Stored items from a collection:
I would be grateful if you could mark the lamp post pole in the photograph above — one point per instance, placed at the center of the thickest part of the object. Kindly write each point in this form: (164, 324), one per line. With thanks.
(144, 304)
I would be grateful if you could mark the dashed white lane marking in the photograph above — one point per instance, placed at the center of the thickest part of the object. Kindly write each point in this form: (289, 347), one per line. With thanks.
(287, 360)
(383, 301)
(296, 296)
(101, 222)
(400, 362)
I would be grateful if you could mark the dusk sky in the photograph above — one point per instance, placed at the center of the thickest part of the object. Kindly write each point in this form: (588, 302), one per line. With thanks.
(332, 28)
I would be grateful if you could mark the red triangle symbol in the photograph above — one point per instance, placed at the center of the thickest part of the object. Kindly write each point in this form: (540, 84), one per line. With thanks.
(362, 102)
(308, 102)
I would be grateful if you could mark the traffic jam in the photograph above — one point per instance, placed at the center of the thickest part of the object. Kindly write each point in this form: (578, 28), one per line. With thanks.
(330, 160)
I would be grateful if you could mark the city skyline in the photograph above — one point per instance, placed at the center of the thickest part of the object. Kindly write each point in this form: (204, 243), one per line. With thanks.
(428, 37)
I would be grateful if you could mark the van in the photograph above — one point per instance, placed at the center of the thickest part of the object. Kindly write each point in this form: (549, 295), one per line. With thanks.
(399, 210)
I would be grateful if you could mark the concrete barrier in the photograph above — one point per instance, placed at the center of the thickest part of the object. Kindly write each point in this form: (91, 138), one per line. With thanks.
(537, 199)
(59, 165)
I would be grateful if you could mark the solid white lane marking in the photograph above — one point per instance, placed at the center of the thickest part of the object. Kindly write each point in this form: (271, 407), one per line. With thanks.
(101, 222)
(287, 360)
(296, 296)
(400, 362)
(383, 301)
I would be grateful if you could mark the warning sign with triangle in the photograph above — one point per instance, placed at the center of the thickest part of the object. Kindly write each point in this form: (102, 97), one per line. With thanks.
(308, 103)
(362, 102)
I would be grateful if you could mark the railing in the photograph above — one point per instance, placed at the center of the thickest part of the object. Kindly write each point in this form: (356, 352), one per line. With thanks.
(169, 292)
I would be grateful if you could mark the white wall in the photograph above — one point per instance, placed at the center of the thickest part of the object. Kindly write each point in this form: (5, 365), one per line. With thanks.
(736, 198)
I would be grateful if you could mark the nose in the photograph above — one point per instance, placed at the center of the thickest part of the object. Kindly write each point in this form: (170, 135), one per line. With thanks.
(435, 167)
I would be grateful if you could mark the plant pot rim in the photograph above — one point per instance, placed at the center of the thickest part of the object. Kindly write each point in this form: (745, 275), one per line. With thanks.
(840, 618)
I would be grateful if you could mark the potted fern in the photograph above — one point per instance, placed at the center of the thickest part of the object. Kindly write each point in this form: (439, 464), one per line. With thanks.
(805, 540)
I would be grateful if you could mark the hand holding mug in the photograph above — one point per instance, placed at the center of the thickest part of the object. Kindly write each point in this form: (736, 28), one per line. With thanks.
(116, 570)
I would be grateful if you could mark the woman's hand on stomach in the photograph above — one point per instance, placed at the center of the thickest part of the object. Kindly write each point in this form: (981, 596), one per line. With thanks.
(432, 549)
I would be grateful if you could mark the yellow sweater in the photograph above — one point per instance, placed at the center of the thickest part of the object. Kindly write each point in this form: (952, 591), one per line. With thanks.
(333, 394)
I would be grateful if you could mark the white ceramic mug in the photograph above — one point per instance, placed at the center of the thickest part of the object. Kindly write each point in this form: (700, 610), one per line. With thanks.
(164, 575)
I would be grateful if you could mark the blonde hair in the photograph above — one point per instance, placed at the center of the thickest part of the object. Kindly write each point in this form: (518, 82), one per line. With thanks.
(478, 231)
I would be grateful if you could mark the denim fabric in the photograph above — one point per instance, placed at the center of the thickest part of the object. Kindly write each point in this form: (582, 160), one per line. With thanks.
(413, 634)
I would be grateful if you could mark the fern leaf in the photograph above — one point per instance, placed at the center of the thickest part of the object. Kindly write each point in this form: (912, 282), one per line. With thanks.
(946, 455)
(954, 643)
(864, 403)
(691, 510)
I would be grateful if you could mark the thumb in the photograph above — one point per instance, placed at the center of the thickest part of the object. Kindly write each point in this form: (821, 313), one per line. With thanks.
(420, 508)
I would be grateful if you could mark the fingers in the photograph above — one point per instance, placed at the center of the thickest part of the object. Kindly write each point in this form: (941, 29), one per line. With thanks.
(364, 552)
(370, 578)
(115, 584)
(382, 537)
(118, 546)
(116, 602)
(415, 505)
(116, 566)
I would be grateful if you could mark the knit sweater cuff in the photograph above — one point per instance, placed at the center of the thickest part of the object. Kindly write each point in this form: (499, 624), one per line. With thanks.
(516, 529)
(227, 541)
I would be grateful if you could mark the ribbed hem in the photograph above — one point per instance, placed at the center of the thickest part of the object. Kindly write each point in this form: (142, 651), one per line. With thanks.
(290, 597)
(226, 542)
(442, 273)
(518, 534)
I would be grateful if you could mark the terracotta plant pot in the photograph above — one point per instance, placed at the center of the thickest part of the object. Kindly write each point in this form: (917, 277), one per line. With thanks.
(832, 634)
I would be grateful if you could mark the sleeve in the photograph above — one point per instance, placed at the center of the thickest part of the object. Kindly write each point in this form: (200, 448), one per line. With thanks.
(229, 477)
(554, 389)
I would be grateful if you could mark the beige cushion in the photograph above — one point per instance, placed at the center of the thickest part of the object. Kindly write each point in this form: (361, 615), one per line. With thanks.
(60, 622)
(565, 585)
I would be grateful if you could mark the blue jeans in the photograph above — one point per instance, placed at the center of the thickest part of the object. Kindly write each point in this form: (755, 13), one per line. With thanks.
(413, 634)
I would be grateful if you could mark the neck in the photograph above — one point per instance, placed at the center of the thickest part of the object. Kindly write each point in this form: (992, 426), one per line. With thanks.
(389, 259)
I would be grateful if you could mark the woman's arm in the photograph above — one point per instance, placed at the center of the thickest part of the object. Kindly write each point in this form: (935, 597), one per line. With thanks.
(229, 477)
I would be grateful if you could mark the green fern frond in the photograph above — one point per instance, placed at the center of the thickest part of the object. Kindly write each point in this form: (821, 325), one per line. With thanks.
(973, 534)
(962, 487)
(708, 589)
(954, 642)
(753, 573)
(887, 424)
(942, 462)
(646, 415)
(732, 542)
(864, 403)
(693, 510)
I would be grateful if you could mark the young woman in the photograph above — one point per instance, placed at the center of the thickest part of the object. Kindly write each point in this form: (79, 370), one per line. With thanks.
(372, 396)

Work instruction:
The answer must reproduce all of the entries exactly.

Solution:
I would be grateful if you could mark the lamp post pole in the photograph above — one point per instance, placed at the center of the thickest part of the object. Kindly write each point in this form: (164, 324), one per line. With thanks.
(144, 304)
I would be grateful if you could mark the dashed white lane marking in the photograph above — one point per instance, placed at the center of the thickest part of the object. Kindly write each point in this form: (289, 347), one per line. With thanks.
(287, 360)
(383, 301)
(296, 296)
(101, 222)
(400, 362)
I would be grateful if you could mark the dusk sky in the photograph above — one point per instance, placed at the center of the thickest part of the object. Kindly write each point in this form: (588, 302), one per line. With thanks.
(332, 28)
I would be grateful if you could mark the red triangle symbol in the photograph above — one point per instance, placed at the center of the thickest part of the object. Kindly write each point in this form: (540, 84), one per line. With thanks.
(362, 102)
(308, 102)
I would be grateful if you could mark the traffic jam in the photograph above — one point per instance, placed at the center of the thickest part of the object. Kindly write each point in this form: (578, 28), one per line. With thanks.
(330, 160)
I would be grateful if you could mark the city skyline in the photograph above — one point per instance, placed at the center of the thickest part of the object. Kindly write each point in this form: (204, 243), one per line. With thanks.
(428, 37)
I would be grateful if you could mark the van in the photograph above — one point per instance, placed at the center of the thickest part of the object. Kindly write each point in this form: (549, 295), one per line. With thanks.
(399, 210)
I would be grateful if you could mark the concrete barrier in the photograph above — one point per instance, placed at the center of the thickest part of the object. Kindly write each point in this form: (91, 138), one per line. With thanks.
(537, 199)
(59, 165)
I would be grateful if you could mark the solid white lane marking in the photograph above — one point per instance, placed at the center of the thickest part of the object. Kindly write each point in this form: (271, 407), one per line. With thanks.
(101, 222)
(287, 360)
(296, 296)
(400, 362)
(383, 301)
I would be grateful if you could mark the warning sign with triangle in the photograph above — one point per instance, placed at the center of the thickest part of the object. Kindly write each point in this form: (102, 97), one per line. With thanks.
(308, 103)
(362, 102)
I would be grateful if you could mark the railing in the photograph above — one point per instance, placed at the center of the thickest part of the object. Kindly write each point in this form: (356, 352), one per line. With thanks.
(169, 292)
I would be grateful if you could mark the white wall in the photograph above — one point per instance, placed at the center of the thickest part of the object. Kindly write each point in this form: (5, 365), one per line. With thanks.
(736, 198)
I would be grateful if you could mark the nose in the photograph above — one point per instance, placed at the center of the thickest part of the object. Kindly write each point in this form: (170, 135), one per line. With thanks.
(435, 167)
I would be grateful if you could mark the plant pot rim in the photograph above — one point per instance, placed at the center of the thickest part of the object. Kindly write each point in this form: (745, 275), one per line. With thanks.
(840, 618)
I would be grateful if you could mark the potted fern in the photograph above — one point per instance, placed at the center of the thickest part of the object. Kindly write each point in this form: (439, 464), one per line. With thanks.
(805, 540)
I would be grateful if you could mark the hand holding mug in the photograph above — one point per instance, placed at the center of the thickest part of the object. Kindly write each point in this form: (736, 28), one per line. With thanks.
(116, 570)
I would be grateful if you could mark the woman's hand on stomach in the photograph above — one point per instance, placed at the center of the thickest part of the object. Kindly write each point in this form: (981, 596), one per line. With thanks.
(432, 549)
I would be grateful if you could mark the yellow sweater in the photograph above — one point per instance, placed at the center of the thickest part of the object. Kindly write each point in this form: (952, 591), one per line. With thanks.
(333, 394)
I would be grateful if you could mark the white ceramic mug in the photograph above — one point per instance, placed at the center of the thickest part of the object. Kindly write each point in this form: (700, 610), one per line. With thanks.
(164, 575)
I would be grateful if you could mark the blonde hair in the photograph above — one point per instance, placed at the center of the thickest part of the object. Kindly write each point in this form: (518, 82), one per line. With thanks.
(478, 231)
I would be grateful if you could mark the denim fabric in the photograph above — one point per instance, placed at the center of the thickest part of the object. Kindly write each point in this form: (582, 160), one per line. With thanks.
(413, 634)
I would be grateful if you could mark the fern leaf in the photograph above — one point per instance, placed at the center of the thickest part of the object. Kindly write each point in this form: (912, 282), one per line. With thanks.
(946, 455)
(954, 643)
(864, 403)
(691, 510)
I would be grateful if you could mark the thumb in the photograph above — one point per instance, placed at the center of the thickest part of the object. Kindly write each point in this form: (821, 313), one per line. With thanks.
(420, 508)
I would be grateful if you could mark the fingers in the photograph above — one point per instance, placed at the center of the thickest part of the object. Kindly write each point in this form: (941, 29), one per line. With thanks.
(364, 552)
(370, 578)
(115, 584)
(382, 537)
(118, 546)
(116, 602)
(415, 505)
(116, 566)
I would be grateful if you could mark the knit sweater cuff in the photograph above — one point per instance, placed at the center of the thickest part of the object. Kindly write each point in this form: (499, 624), one per line. With thanks.
(516, 529)
(227, 541)
I would be grateful if you could mark the ribbed hem in the photograph above — one point per instance, placed at the center of the thickest part of the object. Kindly write each point in this form: (142, 651), one per line. With thanks.
(290, 597)
(226, 542)
(442, 273)
(518, 534)
I would be grateful if you could mark the terracotta plant pot in the photograph above — one point per instance, placed at the center of the thickest part of the object. Kindly write each point in this form: (917, 277), one per line. With thanks.
(832, 634)
I would be grateful if you could mark the sleeve in the photograph above — one point per instance, placed at the center of the thickest part of the object. Kindly write each point in this form: (200, 448), one per line. With thanks.
(229, 477)
(554, 389)
I would be grateful if you could mark the beige cushion in the photograph above — one point per instance, placed at the center of the thickest part of the object. Kindly write each point in this form: (361, 615), one per line. With thanks.
(60, 622)
(565, 585)
I would be grateful if you could mark the blue jeans in the photograph above — one point per instance, placed at the center of the thickest part of the object. Kindly write each point in this form: (755, 13), one per line. With thanks.
(413, 634)
I would be grateful if you could mark the neck in the photograph above — one point per instance, placed at the center of the thickest part of the object. Kindly write each point in this form: (992, 426), one per line. With thanks.
(389, 259)
I would be grateful if you could mark the woman's arm in the photograph above — one point per instance, placed at the center of the thickest part of the object. Kindly write each point in this form: (935, 597), one per line. With thanks.
(229, 477)
I would be grateful if you could mark the green fern frond in the photograph above — one point per instance, placed at the center of the thickest part of the object. Kindly write each point in this form: (821, 325), one per line. With thanks.
(973, 534)
(962, 487)
(708, 589)
(954, 642)
(753, 573)
(887, 424)
(942, 462)
(646, 415)
(732, 542)
(864, 403)
(693, 510)
I would be grateful if you could mark the young woman in the photograph above — one point per instance, placed at the center of the thickest part of the object. Kindly write each point in this form: (79, 370), one per line. With thanks.
(372, 396)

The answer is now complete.